# PROMPT:
Can you reproduce the part of the records that opens with the line containing "query: the noun phrase to segment: white" and closes with the line containing "Trace the outline of every instance of the white", renaming "upper cabinet" to "wall cabinet" and leaving everything else unchanged?

(Items from a data source)
____________________

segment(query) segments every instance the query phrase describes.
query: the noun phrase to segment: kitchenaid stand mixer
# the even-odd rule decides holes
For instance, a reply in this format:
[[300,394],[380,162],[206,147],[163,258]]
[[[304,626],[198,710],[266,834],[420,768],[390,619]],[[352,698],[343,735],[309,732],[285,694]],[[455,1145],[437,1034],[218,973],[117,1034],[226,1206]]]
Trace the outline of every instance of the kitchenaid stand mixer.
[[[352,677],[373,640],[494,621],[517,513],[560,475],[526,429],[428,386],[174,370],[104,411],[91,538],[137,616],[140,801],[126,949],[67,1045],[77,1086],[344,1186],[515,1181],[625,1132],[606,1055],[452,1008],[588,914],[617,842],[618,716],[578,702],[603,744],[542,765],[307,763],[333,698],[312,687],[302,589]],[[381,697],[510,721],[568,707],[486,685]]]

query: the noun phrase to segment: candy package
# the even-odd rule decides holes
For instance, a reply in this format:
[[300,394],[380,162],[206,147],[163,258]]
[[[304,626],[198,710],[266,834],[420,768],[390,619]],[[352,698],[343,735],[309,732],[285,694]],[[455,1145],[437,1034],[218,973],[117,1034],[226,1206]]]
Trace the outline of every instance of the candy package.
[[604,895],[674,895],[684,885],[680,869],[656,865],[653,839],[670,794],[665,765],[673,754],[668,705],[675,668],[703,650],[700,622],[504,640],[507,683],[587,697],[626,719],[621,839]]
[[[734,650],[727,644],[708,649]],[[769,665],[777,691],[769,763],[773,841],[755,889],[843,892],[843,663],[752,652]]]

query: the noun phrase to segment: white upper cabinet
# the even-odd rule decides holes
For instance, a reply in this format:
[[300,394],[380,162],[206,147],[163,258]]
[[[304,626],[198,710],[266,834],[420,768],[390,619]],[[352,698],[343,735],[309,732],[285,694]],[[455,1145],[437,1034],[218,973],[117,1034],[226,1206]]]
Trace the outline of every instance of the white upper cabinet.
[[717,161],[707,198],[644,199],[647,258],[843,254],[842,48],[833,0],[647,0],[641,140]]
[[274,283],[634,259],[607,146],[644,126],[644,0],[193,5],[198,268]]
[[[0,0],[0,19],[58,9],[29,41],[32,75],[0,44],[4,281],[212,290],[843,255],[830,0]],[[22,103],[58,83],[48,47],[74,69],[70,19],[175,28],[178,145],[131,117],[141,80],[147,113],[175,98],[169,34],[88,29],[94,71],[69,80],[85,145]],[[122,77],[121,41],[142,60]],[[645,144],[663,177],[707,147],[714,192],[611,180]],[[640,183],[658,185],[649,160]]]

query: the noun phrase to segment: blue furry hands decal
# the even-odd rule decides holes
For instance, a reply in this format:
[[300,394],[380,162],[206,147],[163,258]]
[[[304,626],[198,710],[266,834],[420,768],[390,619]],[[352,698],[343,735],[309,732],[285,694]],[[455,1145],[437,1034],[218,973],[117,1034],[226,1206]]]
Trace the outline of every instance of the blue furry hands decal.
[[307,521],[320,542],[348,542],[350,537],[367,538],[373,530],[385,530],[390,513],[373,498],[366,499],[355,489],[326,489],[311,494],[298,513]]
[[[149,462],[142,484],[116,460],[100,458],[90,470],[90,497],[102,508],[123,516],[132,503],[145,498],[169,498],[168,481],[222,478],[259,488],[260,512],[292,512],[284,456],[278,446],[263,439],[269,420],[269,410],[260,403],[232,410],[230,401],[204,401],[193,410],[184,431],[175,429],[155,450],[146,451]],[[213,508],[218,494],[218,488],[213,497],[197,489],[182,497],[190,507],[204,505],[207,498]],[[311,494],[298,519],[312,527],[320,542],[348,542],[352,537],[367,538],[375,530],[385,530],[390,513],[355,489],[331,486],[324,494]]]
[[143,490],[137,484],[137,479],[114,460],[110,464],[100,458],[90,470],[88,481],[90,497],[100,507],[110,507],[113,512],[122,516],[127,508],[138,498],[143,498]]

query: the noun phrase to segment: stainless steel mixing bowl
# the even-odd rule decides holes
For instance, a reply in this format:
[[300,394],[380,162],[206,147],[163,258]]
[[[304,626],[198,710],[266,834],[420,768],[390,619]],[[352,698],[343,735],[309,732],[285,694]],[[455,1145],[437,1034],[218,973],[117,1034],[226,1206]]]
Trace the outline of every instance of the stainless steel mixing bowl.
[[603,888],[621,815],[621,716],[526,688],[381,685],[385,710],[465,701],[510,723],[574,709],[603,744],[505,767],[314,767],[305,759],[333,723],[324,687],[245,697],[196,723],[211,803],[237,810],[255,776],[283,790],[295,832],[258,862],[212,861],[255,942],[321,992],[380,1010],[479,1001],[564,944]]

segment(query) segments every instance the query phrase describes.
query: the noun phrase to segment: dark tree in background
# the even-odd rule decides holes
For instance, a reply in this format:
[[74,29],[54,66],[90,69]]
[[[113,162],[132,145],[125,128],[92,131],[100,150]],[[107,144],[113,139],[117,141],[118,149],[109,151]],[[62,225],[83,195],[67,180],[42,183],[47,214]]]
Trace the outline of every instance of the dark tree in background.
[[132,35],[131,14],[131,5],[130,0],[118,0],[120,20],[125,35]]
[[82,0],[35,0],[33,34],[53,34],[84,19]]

____________________

# EXERCISE ANSWER:
query: the noun phrase to segment: white wall cabinet
# the even-odd rule decides holes
For instance, a reply in this format:
[[300,394],[380,162],[206,147],[163,258]]
[[[304,626],[198,710],[266,834],[420,768],[390,619]],[[352,698],[343,735],[309,732],[285,694]],[[455,1145],[437,1034],[218,973],[117,1034],[226,1206]]]
Trace the outline of every instance of the white wall cabinet.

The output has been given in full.